━━ Task inputs ━━

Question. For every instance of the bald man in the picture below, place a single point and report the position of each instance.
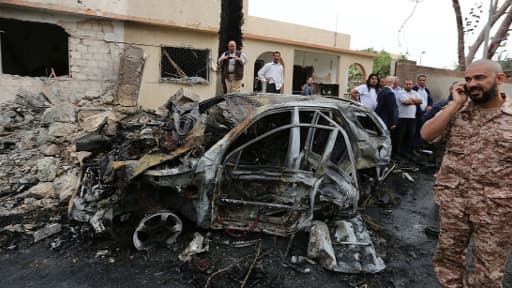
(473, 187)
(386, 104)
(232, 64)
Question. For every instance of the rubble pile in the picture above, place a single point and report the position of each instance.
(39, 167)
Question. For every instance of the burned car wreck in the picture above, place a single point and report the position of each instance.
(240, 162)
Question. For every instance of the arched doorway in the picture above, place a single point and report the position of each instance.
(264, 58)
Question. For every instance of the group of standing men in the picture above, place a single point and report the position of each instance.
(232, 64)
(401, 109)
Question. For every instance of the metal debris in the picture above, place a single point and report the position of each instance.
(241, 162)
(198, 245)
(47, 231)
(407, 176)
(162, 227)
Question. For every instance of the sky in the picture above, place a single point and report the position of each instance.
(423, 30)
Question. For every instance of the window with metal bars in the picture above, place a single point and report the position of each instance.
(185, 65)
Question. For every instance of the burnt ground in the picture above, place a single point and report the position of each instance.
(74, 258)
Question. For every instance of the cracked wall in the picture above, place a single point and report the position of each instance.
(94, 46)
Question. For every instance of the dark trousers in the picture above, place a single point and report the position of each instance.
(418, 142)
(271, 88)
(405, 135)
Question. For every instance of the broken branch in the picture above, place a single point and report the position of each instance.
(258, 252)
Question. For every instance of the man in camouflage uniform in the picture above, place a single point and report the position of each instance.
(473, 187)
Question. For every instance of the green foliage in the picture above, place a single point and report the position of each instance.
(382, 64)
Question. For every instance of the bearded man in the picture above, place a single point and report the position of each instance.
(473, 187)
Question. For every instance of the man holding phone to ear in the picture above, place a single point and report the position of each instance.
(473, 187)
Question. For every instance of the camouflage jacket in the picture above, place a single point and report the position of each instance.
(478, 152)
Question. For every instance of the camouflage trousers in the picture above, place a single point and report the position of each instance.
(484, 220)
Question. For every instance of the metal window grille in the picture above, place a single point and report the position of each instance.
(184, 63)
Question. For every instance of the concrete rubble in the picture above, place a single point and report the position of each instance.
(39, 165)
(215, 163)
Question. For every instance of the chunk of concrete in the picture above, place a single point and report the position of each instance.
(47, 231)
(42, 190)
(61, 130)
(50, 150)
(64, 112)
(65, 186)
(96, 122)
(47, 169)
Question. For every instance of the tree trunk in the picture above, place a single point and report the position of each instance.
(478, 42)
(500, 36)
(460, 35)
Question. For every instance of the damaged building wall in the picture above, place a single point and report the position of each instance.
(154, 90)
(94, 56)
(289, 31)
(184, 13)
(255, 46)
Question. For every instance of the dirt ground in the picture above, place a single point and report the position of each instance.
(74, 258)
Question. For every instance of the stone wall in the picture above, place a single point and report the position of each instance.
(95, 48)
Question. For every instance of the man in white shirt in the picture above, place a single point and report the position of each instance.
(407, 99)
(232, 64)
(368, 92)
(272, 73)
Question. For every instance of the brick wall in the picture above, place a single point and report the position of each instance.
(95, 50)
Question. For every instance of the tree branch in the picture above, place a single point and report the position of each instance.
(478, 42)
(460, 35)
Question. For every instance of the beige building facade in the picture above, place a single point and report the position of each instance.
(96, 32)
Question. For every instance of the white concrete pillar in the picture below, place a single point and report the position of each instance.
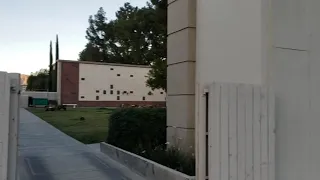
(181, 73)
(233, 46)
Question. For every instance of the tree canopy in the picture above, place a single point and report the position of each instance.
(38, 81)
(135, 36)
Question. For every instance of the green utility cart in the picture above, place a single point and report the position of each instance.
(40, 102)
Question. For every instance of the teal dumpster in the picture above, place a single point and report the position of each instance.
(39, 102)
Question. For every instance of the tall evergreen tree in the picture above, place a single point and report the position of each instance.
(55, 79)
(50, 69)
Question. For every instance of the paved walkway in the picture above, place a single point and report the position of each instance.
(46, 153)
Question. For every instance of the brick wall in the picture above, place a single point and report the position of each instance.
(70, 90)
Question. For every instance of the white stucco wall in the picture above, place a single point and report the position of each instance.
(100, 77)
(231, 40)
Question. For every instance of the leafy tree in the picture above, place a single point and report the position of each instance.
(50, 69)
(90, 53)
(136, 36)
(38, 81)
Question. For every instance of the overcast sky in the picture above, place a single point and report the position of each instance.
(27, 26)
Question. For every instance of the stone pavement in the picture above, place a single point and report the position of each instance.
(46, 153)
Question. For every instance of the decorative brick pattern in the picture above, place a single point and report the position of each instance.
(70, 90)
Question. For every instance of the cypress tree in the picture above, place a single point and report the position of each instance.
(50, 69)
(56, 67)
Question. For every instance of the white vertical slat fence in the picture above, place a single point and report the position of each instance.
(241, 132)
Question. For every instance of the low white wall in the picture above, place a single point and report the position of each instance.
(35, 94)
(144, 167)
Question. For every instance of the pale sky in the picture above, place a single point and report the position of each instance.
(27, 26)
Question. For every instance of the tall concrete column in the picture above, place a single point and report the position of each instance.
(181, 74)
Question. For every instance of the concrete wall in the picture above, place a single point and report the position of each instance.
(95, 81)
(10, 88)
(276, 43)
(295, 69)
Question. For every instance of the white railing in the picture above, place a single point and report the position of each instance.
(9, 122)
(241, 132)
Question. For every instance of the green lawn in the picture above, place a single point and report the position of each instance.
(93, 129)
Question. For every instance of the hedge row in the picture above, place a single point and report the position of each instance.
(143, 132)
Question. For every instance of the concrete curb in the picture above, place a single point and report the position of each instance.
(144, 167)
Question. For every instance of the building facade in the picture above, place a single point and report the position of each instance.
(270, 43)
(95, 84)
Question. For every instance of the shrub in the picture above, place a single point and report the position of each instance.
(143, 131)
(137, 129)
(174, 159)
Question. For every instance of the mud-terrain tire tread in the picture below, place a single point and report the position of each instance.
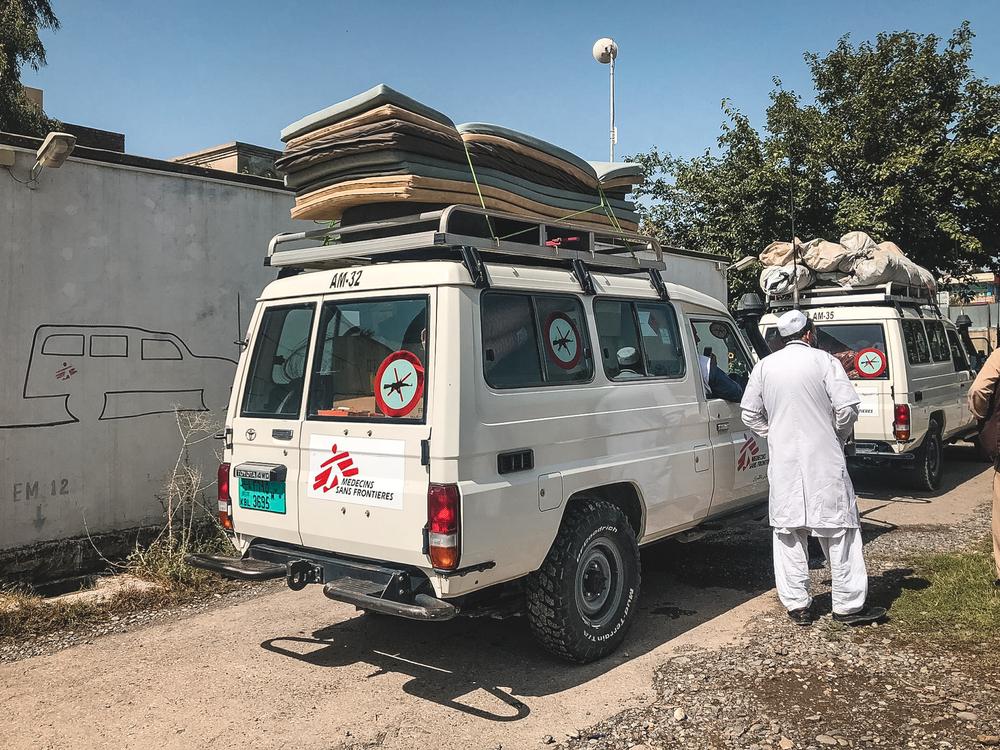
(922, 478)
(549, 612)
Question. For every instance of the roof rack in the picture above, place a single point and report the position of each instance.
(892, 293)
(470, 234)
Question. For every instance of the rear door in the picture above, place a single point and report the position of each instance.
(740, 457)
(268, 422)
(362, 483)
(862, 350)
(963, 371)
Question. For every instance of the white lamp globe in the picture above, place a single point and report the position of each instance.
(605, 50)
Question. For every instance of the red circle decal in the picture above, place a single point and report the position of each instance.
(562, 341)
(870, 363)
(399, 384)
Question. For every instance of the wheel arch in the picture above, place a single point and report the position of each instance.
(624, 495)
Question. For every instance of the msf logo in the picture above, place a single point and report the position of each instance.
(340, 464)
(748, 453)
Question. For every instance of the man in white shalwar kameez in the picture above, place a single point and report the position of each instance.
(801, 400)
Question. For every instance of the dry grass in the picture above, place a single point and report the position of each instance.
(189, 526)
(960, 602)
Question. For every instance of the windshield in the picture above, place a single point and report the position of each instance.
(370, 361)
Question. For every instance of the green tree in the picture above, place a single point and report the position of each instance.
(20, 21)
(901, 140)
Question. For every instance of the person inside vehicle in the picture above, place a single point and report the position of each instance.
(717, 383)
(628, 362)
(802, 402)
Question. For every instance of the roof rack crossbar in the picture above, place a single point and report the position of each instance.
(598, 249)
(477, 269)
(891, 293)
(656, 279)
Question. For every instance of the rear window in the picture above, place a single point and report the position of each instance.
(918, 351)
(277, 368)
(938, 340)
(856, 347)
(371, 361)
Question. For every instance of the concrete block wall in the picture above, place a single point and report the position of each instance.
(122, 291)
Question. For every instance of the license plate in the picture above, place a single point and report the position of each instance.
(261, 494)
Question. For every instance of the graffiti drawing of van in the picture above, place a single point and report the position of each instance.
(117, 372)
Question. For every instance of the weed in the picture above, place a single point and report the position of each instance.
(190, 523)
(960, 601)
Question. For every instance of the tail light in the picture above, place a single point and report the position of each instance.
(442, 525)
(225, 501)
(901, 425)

━━━

Task: The material is to be reproduced verbatim, and no picture may appear in the copy.

The completed task:
Question. For every instance of the bald man in the picture below, place a single point and report the position of each instance.
(473, 187)
(386, 104)
(232, 64)
Question. For every instance of the rubble pile in the picture above, place a single point and report the position of each instance.
(39, 167)
Question. For every instance of the burned car wreck in the picture above, place a single point and report the position of each instance.
(240, 162)
Question. For every instance of the arched doorway in the picture above, place a single point and report the position of each instance.
(264, 58)
Question. For every instance of the group of standing men in the picture above, place a single point and report the position of each instance.
(232, 64)
(401, 109)
Question. For every instance of the metal debris in the picture above, place a single point and report the position of each instance.
(241, 162)
(198, 245)
(47, 231)
(407, 176)
(162, 227)
Question. For every instance of the sky in the picture above, place a single point and report the position of each instance.
(423, 30)
Question. For every instance of the window with metal bars in the picture above, place a single point and report the position of each instance.
(185, 65)
Question. For every instance of the burnt ground in the picture above, place a single point and report the position of each instance.
(74, 258)
Question. For every instance of the cracked wall in the picture above, place a single point and report the position of each instance.
(94, 46)
Question. For every instance of the dark trousers in the picture above, place a single point and report the position of each instance.
(418, 142)
(271, 88)
(405, 135)
Question. For every instance of the broken branch in the picture above, place a single point and report the position of each instance.
(258, 252)
Question. For every instance of the man in camouflage uniform in the picture above, place a single point and report the position of each instance.
(473, 187)
Question. For every instance of the green foliage in the picture above, place a single point and report the position of each instance.
(382, 64)
Question. For every instance of the bearded man in the picture above, place a single point and report the position of each instance.
(473, 187)
Question. For every instance of the man holding phone to ear in the picture above, place a single point and report the position of each instance.
(473, 187)
Question. For every instance of the camouflage jacket in the picture above, place a single point and report the position of each instance.
(478, 152)
Question. For every instance of the camouflage trousers in the picture above, place a single point and report the position of each instance.
(484, 220)
Question. For every instance of the metal window grille in the picture above, place a single point and report the position of each instance.
(184, 63)
Question. For every instance of the concrete rubble in the picture above, place a single point and report the position of each instance.
(39, 165)
(215, 163)
Question. For every instance of the chunk of concrete in the picture above, place a single point and report the position of each instance.
(47, 231)
(42, 190)
(61, 130)
(50, 150)
(64, 112)
(65, 186)
(96, 122)
(47, 169)
Question. For every instance of the tree trunk in the picture above, place a single point and report the position of each instance.
(478, 42)
(500, 36)
(460, 35)
Question. For every instance of the damaged building wall in the picture above, place a single point and report the position of each instance.
(154, 90)
(94, 56)
(289, 31)
(184, 13)
(255, 46)
Question. For every instance of the dirt ground in the picture above, place a single point and report the position of each instance.
(74, 258)
Question. For every instance of the stone wall in the picture above, place a single point and report the position of each instance.
(95, 48)
Question. For every instance of the man in white shirt in the picture above, place a single point and report the position of each instance.
(407, 99)
(232, 64)
(368, 92)
(272, 73)
Question. For every instance of the brick wall in the picture above, place a single point and report the position of each instance.
(95, 50)
Question. For every instance of the tree branch in the picture above, place a single point and report the position of each instance.
(478, 42)
(460, 35)
Question. For every instance of the beige building facade in the picture above, place a single point and report the position of each instance.
(96, 32)
Question. For every instance of the white concrete pillar in the picture below, place a single point and report the position of each instance.
(181, 73)
(233, 46)
Question. For every instance of the tree canopy in the picture above, place a single point and report the position of each instance.
(38, 81)
(135, 36)
Question. For every instance of the green utility cart in the picture above, place a single point and report the position of each instance.
(40, 102)
Question. For every instance of the teal dumpster in the picture above, place a single point and report the position of each instance.
(39, 102)
Question. For every instance of the tall evergreen tree in the picture above, place a single point and report the position of each instance.
(55, 79)
(50, 69)
Question. For every instance of the paved walkway in the picture above, place a single point and report the position of each instance.
(46, 153)
Question. For every instance of the brick wall in the picture above, place a single point and report the position of each instance.
(70, 90)
Question. For every instance of the white stucco wall in the picture above, place a single point and report the position of each instance.
(100, 77)
(231, 40)
Question. For every instance of the leafy tree in the picture above, place a single point and report the position of each instance.
(50, 69)
(90, 53)
(136, 36)
(38, 81)
Question. For every instance of the overcast sky in the picture above, place a single point and report the position of each instance.
(27, 26)
Question. For every instance of the stone pavement in the picture above, place a single point and report the position of each instance.
(46, 153)
Question. For every instance of the decorative brick pattern in the picture above, place a single point and report the position of each instance.
(70, 90)
Question. For every instance of the cypress tree in the picture above, place a single point and report the position of each instance.
(50, 69)
(56, 67)
Question. For every instance of the white vertical slat fence in the picture above, place a single point and report the position of each instance.
(241, 132)
Question. For every instance of the low white wall in the picture above, place a single point and report the position of each instance.
(35, 94)
(144, 167)
Question. For every instance of the pale sky in the picture above, place a single point and report the position of each instance.
(27, 26)
Question. For every instance of the tall concrete column in the picture above, place a single point and report the position of each instance.
(181, 74)
Question. For every instance of the concrete wall in the picture above, place a single point and report the position of each instance.
(95, 81)
(10, 88)
(276, 43)
(295, 69)
Question. For every instance of the white railing in the picture above, place a single point and report the position of each instance.
(9, 122)
(241, 132)
Question. For every instance of the green lawn in the picture above, place a single point and report the position of each instance.
(93, 129)
Question. For every instance of the hedge row in the picture above, place a single point and report the position of each instance.
(143, 132)
Question. For every instance of the concrete curb in the picture above, place a single point and report the position of each instance.
(144, 167)
Question. For every instance of the building facade in the picture above, place a single point and report the position of each instance.
(270, 43)
(95, 84)
Question. For every instance of the shrub in the picture above, place a single point and report the position of each instance.
(143, 131)
(137, 129)
(174, 159)
Question. For every instance of the mud-terrain tire tread in the picture below, place a single point and report the position of each instance.
(922, 478)
(549, 612)
Question. For every instance of the roof rack in the picture above, place a single point and report the position of each instance.
(892, 293)
(470, 234)
Question. For every instance of the rear door in the picture above, place a single point and report the position of each instance.
(740, 457)
(268, 422)
(362, 483)
(862, 350)
(963, 371)
Question. For every instance of the white lamp globe in the picture above, place a single point and report the position of each instance.
(605, 50)
Question. For every instance of the red circle decal in the picture above, place a single point and report the position of each instance.
(562, 341)
(870, 363)
(399, 384)
Question. For every instance of the wheel arch in the picture above, place a single point and report the position of each instance.
(624, 495)
Question. For every instance of the msf logo in the picture above, place a single point and report the position of each instance.
(340, 464)
(748, 453)
Question. For every instance of the man in white shalwar kameez in the picture above, place a single point and report the position of each instance.
(801, 400)
Question. For every instance of the dry grass in the picture above, place a single point and report the position of each instance.
(189, 526)
(960, 602)
Question. For every instance of the windshield in the picture above, place a single point and report the position of each instance.
(370, 361)
Question. For every instance of the green tree in the picture above, place a single point and report the position of each instance.
(20, 21)
(901, 140)
Question. For every instance of the person inside vehicle in the picture above, place a single point and report the position of each instance.
(717, 383)
(628, 362)
(802, 402)
Question. For every instance of the roof rack crossbar in the picture above, place a single point and report the position of each instance.
(598, 249)
(477, 269)
(891, 293)
(656, 279)
Question. For every instance of the rear window in the picture above, place a single point and report the position of each instance.
(918, 351)
(277, 368)
(938, 340)
(856, 347)
(371, 361)
Question. For every instance of the concrete block wall in the picture above, place a single point and report the position of each instance.
(122, 291)
Question. For every instance of the license plate in the picture above, place a single point and report the position of each instance.
(261, 494)
Question. For every instance of the graffiti drawing of van in the picture above, place a single point and report the position of each instance.
(117, 372)
Question. For every instance of the weed in the picture above, place a single point and report the position of each instance.
(190, 523)
(960, 601)
Question. For every instance of the tail light in the picture above, place a single point and report the position of each instance.
(442, 525)
(225, 501)
(901, 425)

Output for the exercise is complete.